[Data entries]
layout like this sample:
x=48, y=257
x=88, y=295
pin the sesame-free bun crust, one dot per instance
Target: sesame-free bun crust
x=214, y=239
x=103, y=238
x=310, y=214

## YOUR GOAL
For this task, please set down every entry exactly, with no line left out.

## YOUR SOLUTION
layout like this sample:
x=48, y=257
x=88, y=295
pin the sesame-free bun crust, one dot per instance
Target: sesame-free bun crust
x=214, y=239
x=103, y=238
x=310, y=214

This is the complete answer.